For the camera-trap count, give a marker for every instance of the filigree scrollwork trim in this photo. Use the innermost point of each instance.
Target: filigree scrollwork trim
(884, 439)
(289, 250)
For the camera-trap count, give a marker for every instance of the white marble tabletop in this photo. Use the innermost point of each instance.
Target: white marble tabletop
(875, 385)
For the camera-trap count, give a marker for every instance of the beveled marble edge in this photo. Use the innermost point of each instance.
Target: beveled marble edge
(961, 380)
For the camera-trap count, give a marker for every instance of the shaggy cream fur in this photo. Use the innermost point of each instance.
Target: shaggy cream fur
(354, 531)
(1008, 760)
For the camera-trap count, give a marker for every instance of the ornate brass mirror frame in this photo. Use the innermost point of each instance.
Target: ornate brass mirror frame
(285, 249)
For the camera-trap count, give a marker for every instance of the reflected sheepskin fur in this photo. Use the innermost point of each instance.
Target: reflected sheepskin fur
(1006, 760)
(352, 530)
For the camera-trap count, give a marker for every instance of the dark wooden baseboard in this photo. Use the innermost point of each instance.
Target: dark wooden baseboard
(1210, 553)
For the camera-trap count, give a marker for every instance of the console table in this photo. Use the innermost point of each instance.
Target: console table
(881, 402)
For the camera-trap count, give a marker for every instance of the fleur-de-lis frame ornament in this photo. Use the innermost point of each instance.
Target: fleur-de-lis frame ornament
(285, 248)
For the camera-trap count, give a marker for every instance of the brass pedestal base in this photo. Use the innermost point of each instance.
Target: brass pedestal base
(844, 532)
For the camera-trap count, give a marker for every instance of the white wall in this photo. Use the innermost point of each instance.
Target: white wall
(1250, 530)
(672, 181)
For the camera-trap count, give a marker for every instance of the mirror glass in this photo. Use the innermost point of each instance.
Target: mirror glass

========

What the task requires: Every line with the word "glass" in it should be copied from the listing above.

Exercise response:
For the camera-trap count, give a marker for every instance of the mirror glass in this photo. Use the innermost point of each instance.
Target: mirror glass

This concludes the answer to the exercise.